TRECHO DA PÁGINA →

Bobók pode ser visto como uma das melhores portas para entrar no mundo de Dostoievski. Segundo o pensador russo Mikhail Bakhtin, é quase um “microcosmo” de toda a sua obra. Muitas das ideias, temas e imagens estão aqui presentes de forma incisiva e explícita: a questão da existência de Deus e se “tudo é permitido” – verdadeira matriz ética e estética da condição humana –, a verdade e a mentira, a volúpia e a consciência sempre beirando a loucura. “Todos esses temas e ideias foram inseridos, de forma condensada e clara.” Além da carpintaria de texto peculiar. 

A exemplo de Humilhados e Ofendidos, o conto já inicia em tom de autoficção do autor em relação à crítica de seu tempo. O enredo é sobre o escritor Ivan Ivanovitch, sem lugar no jornalismo e no mercado editorial. Vive de expedientes pequenos. “O que mais faço é traduzir do francês para livreiros. Escrevo anúncios para comerciantes (...) Por encomenda de um livreiro, redigi A Arte de Satisfazer as Mulheres. O personagem alega ser visto como louco por colegas escritores e jornalistas. Trata-se de resposta sarcástica às violentas críticas ao romance Os Demônios (1872) ao trabalhar o terrorismo de esquerda da época. Levantando-se até suspeitas sobre a sanidade mental do autor.

DADOS FORNECIDOS →
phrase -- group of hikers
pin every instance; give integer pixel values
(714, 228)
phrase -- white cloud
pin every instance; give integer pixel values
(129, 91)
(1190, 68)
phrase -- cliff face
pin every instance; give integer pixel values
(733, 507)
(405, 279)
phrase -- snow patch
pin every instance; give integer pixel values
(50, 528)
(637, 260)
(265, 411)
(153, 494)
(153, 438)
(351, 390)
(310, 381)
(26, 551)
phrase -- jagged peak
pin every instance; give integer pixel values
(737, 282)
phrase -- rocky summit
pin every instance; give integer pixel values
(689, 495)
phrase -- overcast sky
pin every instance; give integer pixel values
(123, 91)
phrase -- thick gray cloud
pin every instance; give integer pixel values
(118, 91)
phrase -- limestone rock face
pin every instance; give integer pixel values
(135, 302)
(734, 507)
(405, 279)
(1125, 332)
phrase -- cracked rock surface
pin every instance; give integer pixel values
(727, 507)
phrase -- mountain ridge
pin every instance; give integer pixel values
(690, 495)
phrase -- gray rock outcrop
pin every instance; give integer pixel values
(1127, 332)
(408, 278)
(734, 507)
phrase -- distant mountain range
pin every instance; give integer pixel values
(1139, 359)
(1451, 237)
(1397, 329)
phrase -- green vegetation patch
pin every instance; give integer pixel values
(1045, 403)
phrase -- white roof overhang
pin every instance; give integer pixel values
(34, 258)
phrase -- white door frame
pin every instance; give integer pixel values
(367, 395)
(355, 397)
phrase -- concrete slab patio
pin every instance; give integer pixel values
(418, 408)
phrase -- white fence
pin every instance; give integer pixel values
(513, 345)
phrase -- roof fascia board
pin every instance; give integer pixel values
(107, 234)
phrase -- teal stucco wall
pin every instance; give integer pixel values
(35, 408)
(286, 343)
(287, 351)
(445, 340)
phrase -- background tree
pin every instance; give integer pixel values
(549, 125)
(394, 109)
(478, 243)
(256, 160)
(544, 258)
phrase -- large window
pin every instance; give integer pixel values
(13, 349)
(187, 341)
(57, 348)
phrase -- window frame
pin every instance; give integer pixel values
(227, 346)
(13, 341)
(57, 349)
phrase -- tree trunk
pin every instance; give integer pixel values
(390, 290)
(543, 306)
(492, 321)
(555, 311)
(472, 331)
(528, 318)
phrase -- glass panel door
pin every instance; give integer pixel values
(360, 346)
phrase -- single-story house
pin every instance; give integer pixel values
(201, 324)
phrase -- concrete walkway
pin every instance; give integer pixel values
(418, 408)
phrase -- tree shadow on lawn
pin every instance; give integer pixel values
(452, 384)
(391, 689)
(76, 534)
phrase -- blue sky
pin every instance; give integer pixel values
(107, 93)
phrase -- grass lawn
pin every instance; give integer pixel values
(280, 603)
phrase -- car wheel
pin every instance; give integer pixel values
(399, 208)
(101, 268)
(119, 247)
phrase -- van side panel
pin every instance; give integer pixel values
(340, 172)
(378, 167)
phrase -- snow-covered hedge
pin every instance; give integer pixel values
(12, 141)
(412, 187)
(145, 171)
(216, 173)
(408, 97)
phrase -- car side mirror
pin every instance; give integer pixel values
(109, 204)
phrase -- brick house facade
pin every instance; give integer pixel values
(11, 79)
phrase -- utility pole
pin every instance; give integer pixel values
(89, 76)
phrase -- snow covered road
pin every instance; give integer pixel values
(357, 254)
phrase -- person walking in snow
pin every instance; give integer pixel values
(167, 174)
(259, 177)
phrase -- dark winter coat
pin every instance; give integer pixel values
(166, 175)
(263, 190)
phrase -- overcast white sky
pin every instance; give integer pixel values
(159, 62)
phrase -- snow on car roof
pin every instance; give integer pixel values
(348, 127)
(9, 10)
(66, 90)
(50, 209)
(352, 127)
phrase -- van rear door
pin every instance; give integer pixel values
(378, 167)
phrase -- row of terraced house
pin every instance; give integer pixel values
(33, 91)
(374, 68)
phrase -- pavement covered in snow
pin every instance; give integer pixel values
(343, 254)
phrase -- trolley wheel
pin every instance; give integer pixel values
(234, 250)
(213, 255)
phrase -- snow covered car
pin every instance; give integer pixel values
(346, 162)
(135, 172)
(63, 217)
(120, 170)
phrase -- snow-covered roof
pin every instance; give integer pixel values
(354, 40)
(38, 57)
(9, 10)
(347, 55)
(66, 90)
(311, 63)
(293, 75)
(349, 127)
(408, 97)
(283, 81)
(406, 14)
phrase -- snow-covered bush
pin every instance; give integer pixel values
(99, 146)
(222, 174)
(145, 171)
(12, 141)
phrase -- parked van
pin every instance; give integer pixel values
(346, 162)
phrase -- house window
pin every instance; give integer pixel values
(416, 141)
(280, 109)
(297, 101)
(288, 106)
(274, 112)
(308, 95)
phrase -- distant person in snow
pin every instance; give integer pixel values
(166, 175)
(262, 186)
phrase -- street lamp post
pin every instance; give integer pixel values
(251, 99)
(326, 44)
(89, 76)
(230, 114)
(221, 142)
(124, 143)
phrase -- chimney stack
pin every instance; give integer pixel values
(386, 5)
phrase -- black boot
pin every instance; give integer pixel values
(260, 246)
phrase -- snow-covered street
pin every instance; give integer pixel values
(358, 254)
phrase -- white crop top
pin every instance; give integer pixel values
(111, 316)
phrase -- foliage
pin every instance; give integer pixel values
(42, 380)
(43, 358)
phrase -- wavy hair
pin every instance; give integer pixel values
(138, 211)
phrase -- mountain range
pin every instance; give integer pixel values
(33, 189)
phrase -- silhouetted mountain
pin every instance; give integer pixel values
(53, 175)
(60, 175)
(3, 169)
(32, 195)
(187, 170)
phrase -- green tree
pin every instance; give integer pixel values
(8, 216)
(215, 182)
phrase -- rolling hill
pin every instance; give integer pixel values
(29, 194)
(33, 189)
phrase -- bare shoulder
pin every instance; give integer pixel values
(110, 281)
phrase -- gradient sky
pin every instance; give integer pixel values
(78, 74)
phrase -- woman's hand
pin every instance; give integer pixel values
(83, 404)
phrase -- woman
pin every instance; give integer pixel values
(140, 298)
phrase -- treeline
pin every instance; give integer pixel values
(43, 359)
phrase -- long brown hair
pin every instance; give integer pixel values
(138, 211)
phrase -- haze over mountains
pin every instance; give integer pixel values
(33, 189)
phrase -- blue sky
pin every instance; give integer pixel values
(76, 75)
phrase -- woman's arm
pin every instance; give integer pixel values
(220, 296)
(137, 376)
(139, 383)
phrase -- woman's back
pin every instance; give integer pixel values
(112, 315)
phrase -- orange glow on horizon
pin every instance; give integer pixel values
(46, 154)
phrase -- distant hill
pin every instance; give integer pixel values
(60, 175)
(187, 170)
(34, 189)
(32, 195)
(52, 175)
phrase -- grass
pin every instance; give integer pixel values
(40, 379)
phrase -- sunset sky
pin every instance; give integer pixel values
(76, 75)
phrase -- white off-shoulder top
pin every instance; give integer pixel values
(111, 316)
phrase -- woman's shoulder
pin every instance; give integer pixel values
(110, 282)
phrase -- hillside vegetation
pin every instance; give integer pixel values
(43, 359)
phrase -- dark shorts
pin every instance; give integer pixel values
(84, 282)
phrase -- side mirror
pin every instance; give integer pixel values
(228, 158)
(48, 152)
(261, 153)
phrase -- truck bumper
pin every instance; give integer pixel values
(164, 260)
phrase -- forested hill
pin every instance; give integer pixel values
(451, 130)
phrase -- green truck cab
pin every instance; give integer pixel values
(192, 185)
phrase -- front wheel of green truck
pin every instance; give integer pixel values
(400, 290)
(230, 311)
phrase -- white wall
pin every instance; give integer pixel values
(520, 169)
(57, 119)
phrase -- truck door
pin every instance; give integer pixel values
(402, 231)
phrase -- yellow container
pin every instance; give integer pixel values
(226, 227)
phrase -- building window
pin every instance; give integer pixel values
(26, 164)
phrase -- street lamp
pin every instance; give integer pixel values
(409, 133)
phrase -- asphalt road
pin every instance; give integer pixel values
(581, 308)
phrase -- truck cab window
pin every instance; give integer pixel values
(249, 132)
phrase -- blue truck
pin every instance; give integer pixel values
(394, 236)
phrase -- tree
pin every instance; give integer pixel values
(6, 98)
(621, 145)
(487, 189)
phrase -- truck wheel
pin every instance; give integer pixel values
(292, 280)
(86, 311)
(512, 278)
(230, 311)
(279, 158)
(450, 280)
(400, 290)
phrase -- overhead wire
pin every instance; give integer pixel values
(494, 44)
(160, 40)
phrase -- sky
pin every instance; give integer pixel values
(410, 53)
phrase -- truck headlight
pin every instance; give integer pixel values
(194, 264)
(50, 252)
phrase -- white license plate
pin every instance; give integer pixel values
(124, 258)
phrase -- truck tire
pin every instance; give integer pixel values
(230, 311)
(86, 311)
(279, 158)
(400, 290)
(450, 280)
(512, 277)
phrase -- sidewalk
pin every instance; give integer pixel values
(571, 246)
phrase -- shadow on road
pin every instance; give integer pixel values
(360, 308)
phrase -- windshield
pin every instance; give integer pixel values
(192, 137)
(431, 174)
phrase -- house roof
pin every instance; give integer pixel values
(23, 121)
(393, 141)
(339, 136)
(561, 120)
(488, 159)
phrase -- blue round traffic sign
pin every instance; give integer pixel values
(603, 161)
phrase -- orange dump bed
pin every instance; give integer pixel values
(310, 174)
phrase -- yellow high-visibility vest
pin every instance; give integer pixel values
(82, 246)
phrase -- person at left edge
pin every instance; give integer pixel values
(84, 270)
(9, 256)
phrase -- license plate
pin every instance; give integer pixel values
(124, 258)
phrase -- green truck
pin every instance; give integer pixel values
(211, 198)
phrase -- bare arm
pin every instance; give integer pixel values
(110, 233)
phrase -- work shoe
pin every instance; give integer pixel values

TRABALHO PEDIDO →
1. No texto sobre Bobók, qual pensador russo diz que o conto é quase um “microcosmo” da obra de Dostoievski?
2. Liste todas as obras de Dostoievski citadas pelo título no texto sobre Bobók.
3. Dê continuidade ao texto sobre Bobók a partir da última frase apresentada.

RESPOSTAS DO EXERCÍCIO →
1. Mikhail Bakhtin.

2. Bobók, Humilhados e Ofendidos e Os Demônios.

3.
Ivan acompanha um enterro e fica a pensar sobre a sua vida neste cenário. Ele cai no sono e acorda ouvindo vozes, apesar de estar só. Até perceber que as vozes emergem dos túmulos, são os mortos a falar e até a jogar cartas entre eles. Bobók é tanto onomatopeia sem sentido e também significa “fava” em russo, um balbuciar que ecoa em sua cabeça antes das vozes dos mortos. 

A partir da sucessão de diálogos, constrói-se a reflexão de quem realmente está morto ou vivo, os que andam sobre a terra ou nela enterrados? Além disso, as máscaras sociais são abandonadas e os enterrados falam de si e de outros com absoluta sinceridade, a revelar segredos até sórdidos. Impossível não lembrar de Memórias Póstumas de Brás Cubas de Machado de Assis, que segue o mesmo diapasão. 

A acidez da crítica social de Dostoievski, por exemplo, emerge quando um morto se dirige a outro chamando-o de conde. Este responde ser, na verdade, barão. “Somos pequenos barões sarnentos, oriundos de lacaios, mas, não sei por que, não dou a mínima. Sou apenas um patife da pseudoalta sociedade”. Em outro momento, outro morto fala abertamente de colega que amealhou fortuna na corrupção, ao roubar 400 milhões dos cofres públicos, destinados a viúvas e órfãos. Mas foi velado como reserva moral da nação.  No texto, Ivan declara que “para compor uma opinião, é necessário escutar em todos os lugares, não apenas em um”, ou seja, saber o que menos privilegiados em vida têm a dizer. Para quê? Para tentar publicar no jornal O Cidadão, no qual Bobók foi realmente impresso.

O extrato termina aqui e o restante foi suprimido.